In the case of Seta v. Greece and Germany,
The European Court of Human Rights (First Section), sitting as a Committee composed of:
Anatoly Kovler, President,
 Linos-Alexandre Sicilianos,
 Erik Møse, judges,
and André Wampach, Deputy Section Registrar,
Having deliberated in private on 10 April 2012,
Delivers the following judgment, which was adopted on that date:

PROCEDURE

1.  The case originated in an application (no. 30287/09) against the Hellenic Republic lodged with the Court under Article 34 of the Convention for the Protection of Human Rights and Fundamental Freedoms (“the Convention”) by a Kosovar national1, Mr Selim Seta (“the applicant”), on 6 April 2009.
2.  The Greek Government (“the Government”) were represented by their Agent, Mr F. P. Georgakopoulos, President of the Legal Council of the State.
3.  On 5 July 2011 the application was communicated to the Government.

THE FACTS

THE CIRCUMSTANCES OF THE CASE

4.  The applicant was born in 1942 and lives in Besian.
5.  On 14 June 2002 he was arrested by the Greek authorities at the Greek-Albanian borders under the charge of drug trafficking, as 25 kg of heroin were found in the car he was driving.
6.  The same day, the Ioannina First Instance Prosecutor, prosecuted the applicant for illegal drug trafficking and ordered his detention on remand (order no. 25/2002).
7.  The applicant alleges that his arrest was a set-up by a German national with whom he had disagreements in Germany - where the applicant had allegedly lived for an unspecified period of time - and that the drugs were put in the car without his knowledge.
8.  On 20 May 2003 the Ioannina First Instance Criminal Court convicted the applicant and sentenced him to twenty years of imprisonment (judgment no. 81/2003).
9.  On an unspecified date the applicant lodged an appeal against the first instance court’s decision.
10.  On 5 June 2007 the Ioannina Court of Appeal upheld the first judgment (judgment no. 58/2007).
11.  On 8 September 2007 the applicant lodged an appeal on points of law with the Court of Cassation challenging the abovementioned decision. In the grounds of appeal no complaint was raised by the applicant regarding the interpretation service at the moment he was arrested and afterwards during the proceedings.

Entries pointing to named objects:
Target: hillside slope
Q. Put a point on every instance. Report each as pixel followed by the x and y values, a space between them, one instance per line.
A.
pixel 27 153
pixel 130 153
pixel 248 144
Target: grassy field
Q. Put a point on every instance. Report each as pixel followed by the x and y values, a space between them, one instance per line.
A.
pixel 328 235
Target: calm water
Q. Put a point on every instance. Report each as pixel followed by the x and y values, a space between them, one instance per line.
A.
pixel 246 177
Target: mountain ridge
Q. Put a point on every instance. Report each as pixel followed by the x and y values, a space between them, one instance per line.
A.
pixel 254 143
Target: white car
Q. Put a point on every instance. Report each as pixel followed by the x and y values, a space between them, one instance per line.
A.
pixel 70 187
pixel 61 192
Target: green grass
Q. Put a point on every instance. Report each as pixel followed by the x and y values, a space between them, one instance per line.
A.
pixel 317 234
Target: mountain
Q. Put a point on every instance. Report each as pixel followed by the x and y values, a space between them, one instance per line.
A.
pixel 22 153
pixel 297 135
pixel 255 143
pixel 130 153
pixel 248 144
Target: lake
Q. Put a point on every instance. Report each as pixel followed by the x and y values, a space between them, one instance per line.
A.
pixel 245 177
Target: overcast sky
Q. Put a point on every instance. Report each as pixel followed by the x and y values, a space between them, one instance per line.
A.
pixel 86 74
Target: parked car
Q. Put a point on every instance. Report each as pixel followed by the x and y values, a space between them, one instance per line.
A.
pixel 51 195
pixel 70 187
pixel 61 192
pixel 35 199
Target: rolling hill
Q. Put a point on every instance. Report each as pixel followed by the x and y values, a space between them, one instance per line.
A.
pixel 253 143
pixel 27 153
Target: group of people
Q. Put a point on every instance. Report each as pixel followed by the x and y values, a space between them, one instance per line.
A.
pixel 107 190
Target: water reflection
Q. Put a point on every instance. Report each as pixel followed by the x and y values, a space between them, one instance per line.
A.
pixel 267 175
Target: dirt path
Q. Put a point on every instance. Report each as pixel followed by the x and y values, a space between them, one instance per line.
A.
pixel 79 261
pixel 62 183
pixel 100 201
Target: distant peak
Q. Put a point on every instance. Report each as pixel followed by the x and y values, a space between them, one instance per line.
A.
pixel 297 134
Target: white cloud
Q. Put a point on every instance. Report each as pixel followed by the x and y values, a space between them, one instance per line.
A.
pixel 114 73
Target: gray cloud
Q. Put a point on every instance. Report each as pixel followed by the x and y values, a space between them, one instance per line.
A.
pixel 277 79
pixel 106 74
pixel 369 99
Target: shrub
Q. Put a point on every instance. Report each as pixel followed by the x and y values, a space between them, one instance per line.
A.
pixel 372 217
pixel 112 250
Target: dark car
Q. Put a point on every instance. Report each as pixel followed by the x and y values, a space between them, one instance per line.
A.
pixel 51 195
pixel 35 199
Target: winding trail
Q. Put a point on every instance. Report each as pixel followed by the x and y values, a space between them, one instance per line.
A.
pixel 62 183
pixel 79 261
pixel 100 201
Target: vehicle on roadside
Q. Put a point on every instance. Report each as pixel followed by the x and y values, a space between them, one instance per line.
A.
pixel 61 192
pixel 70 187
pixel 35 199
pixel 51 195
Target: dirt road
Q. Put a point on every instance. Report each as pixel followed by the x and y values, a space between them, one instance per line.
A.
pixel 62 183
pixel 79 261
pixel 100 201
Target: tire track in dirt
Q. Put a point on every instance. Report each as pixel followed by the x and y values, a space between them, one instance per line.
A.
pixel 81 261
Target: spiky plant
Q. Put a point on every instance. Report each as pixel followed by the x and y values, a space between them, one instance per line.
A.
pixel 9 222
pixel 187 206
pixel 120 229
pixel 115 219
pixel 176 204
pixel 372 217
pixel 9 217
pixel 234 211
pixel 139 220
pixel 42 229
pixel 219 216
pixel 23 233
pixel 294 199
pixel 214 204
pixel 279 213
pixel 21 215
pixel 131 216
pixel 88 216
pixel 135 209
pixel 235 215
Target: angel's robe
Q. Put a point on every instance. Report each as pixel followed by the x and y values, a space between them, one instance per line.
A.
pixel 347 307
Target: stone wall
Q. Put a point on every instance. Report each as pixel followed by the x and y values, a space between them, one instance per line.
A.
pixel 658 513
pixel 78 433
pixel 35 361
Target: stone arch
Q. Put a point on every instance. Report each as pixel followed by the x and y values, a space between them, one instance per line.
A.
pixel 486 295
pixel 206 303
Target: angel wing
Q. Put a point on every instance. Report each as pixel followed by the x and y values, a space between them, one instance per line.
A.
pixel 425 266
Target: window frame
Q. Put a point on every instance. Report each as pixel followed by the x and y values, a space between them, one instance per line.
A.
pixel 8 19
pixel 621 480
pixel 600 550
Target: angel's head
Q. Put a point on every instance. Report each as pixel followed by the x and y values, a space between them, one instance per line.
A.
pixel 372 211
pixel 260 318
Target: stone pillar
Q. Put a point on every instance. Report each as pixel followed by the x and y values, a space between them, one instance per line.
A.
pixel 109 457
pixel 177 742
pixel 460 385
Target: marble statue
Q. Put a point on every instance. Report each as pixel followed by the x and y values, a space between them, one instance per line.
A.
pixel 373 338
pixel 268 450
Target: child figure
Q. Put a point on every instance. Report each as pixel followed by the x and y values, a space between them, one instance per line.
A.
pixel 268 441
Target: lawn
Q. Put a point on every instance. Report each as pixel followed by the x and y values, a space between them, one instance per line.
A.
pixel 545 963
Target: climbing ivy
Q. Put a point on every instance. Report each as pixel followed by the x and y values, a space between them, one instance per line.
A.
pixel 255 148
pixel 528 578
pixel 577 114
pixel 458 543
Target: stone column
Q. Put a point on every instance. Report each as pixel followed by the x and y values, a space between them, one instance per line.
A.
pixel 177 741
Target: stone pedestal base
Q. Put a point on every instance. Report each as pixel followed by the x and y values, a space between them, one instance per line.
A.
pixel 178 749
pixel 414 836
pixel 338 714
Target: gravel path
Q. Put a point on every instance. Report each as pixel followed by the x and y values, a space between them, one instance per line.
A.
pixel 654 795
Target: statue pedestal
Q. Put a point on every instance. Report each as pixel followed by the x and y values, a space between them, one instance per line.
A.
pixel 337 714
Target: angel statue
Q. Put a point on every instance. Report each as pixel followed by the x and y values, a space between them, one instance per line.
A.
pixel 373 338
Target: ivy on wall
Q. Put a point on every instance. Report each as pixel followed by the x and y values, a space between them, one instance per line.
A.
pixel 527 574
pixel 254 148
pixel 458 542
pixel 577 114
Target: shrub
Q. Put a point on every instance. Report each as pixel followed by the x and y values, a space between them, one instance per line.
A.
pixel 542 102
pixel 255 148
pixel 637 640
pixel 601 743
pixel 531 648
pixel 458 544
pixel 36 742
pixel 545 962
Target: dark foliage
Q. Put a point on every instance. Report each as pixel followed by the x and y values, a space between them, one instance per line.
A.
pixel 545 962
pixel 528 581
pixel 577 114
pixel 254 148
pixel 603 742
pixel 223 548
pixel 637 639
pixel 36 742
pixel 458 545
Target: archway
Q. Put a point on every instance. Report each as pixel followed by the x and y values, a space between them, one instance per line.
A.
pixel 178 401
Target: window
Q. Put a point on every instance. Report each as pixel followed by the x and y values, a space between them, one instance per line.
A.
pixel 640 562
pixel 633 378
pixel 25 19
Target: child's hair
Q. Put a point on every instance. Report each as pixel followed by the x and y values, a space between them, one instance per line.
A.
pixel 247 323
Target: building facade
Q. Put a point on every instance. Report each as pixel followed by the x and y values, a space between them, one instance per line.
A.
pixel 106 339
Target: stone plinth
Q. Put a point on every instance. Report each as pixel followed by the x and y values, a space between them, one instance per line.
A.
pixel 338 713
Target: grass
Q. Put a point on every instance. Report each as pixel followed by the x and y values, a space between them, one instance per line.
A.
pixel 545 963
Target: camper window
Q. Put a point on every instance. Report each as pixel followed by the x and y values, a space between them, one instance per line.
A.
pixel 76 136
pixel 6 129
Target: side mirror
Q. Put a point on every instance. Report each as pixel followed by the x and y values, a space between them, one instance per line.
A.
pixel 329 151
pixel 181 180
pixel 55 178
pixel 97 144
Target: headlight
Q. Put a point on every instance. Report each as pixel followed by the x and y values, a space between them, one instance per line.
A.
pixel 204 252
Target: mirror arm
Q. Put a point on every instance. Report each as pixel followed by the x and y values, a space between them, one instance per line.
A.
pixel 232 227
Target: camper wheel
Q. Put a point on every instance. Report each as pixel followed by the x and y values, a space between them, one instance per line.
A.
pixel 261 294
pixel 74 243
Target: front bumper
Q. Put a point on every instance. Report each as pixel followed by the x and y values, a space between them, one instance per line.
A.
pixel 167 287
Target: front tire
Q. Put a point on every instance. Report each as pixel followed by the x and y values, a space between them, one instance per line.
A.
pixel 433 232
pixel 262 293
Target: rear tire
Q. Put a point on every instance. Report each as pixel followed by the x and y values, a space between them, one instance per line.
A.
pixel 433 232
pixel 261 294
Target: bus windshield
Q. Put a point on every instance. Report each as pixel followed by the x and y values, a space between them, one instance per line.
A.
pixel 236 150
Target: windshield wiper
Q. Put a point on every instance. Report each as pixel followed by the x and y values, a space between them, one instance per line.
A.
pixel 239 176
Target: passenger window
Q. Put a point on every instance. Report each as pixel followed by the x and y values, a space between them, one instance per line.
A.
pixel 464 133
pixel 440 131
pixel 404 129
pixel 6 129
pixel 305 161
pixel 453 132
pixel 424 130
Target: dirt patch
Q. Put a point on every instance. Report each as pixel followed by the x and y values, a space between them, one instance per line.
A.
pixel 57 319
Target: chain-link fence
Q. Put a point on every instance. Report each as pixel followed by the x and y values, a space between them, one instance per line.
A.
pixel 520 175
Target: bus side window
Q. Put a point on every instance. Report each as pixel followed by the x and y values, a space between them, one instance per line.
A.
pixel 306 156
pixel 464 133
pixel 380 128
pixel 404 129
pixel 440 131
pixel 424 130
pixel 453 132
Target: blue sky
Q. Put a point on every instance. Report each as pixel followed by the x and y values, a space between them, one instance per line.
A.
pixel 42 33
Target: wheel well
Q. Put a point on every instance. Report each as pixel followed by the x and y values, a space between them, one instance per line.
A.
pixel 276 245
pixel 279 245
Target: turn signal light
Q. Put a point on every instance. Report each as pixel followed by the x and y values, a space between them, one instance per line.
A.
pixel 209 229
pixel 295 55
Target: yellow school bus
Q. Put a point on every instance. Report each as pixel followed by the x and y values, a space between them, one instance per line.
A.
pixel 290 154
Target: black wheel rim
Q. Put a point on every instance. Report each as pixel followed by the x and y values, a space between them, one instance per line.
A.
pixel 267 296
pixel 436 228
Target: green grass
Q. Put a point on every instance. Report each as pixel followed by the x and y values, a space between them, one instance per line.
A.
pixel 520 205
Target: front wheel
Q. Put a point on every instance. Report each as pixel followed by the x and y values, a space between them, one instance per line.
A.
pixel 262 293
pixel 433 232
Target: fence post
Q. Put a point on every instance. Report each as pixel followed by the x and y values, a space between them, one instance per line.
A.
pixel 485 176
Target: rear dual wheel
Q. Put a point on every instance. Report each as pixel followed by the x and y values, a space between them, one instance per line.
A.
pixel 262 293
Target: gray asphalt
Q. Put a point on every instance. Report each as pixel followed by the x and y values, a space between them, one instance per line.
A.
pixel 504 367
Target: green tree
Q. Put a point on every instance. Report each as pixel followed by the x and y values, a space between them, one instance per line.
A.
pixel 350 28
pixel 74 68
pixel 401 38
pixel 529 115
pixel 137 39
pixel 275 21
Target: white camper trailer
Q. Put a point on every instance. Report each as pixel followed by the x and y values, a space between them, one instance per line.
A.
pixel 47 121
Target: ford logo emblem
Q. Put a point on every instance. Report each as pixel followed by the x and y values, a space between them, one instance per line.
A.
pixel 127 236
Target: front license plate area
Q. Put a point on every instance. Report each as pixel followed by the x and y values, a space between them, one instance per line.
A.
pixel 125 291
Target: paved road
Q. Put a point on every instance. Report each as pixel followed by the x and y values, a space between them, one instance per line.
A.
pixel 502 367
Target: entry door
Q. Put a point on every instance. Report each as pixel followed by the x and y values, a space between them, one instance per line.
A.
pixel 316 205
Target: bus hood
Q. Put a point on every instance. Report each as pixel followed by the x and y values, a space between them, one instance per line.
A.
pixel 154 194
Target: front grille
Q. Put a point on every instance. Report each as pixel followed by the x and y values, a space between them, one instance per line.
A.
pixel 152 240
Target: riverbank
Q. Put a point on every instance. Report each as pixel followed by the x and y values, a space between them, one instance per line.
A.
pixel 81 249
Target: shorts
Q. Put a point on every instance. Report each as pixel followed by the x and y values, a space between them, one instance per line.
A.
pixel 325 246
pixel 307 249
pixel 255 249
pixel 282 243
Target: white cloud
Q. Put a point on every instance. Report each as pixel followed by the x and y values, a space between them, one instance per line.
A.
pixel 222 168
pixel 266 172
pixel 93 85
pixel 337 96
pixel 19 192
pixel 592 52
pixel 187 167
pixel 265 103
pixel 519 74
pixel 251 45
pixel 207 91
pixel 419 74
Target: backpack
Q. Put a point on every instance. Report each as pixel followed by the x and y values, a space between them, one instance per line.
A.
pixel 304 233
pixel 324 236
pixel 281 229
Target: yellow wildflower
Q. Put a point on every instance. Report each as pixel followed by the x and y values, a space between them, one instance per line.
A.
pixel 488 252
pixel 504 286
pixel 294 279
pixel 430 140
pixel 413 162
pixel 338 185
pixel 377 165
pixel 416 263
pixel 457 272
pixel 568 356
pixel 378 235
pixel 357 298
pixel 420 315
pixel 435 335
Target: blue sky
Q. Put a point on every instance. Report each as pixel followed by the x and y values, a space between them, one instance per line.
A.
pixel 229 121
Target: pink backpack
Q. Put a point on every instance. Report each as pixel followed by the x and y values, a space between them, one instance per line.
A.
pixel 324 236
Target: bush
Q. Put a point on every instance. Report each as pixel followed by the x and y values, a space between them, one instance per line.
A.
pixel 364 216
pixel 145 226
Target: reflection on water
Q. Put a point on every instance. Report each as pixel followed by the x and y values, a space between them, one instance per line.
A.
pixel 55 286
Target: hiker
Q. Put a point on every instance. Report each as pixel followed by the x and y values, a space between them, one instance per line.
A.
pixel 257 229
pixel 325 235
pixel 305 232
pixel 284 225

_PROBLEM STATEMENT_
Output the judgment excerpt in full, word for word. The entries are not needed for the work on the judgment excerpt.

_ANSWER TO THIS EXERCISE_
In the case of Seta v. Greece and Germany,
The European Court of Human Rights (First Section), sitting as a Committee composed of:
Anatoly Kovler, President,
 Linos-Alexandre Sicilianos,
 Erik Møse, judges,
and André Wampach, Deputy Section Registrar,
Having deliberated in private on 10 April 2012,
Delivers the following judgment, which was adopted on that date:

PROCEDURE

1.  The case originated in an application (no. 30287/09) against the Hellenic Republic lodged with the Court under Article 34 of the Convention for the Protection of Human Rights and Fundamental Freedoms (“the Convention”) by a Kosovar national1, Mr Selim Seta (“the applicant”), on 6 April 2009.
2.  The Greek Government (“the Government”) were represented by their Agent, Mr F. P. Georgakopoulos, President of the Legal Council of the State.
3.  On 5 July 2011 the application was communicated to the Government.

THE FACTS

THE CIRCUMSTANCES OF THE CASE

4.  The applicant was born in 1942 and lives in Besian.
5.  On 14 June 2002 he was arrested by the Greek authorities at the Greek-Albanian borders under the charge of drug trafficking, as 25 kg of heroin were found in the car he was driving.
6.  The same day, the Ioannina First Instance Prosecutor, prosecuted the applicant for illegal drug trafficking and ordered his detention on remand (order no. 25/2002).
7.  The applicant alleges that his arrest was a set-up by a German national with whom he had disagreements in Germany - where the applicant had allegedly lived for an unspecified period of time - and that the drugs were put in the car without his knowledge.
8.  On 20 May 2003 the Ioannina First Instance Criminal Court convicted the applicant and sentenced him to twenty years of imprisonment (judgment no. 81/2003).
9.  On an unspecified date the applicant lodged an appeal against the first instance court’s decision.
10.  On 5 June 2007 the Ioannina Court of Appeal upheld the first judgment (judgment no. 58/2007).
11.  On 8 September 2007 the applicant lodged an appeal on points of law with the Court of Cassation challenging the abovementioned decision. In the grounds of appeal no complaint was raised by the applicant regarding the interpretation service at the moment he was arrested and afterwards during the proceedings.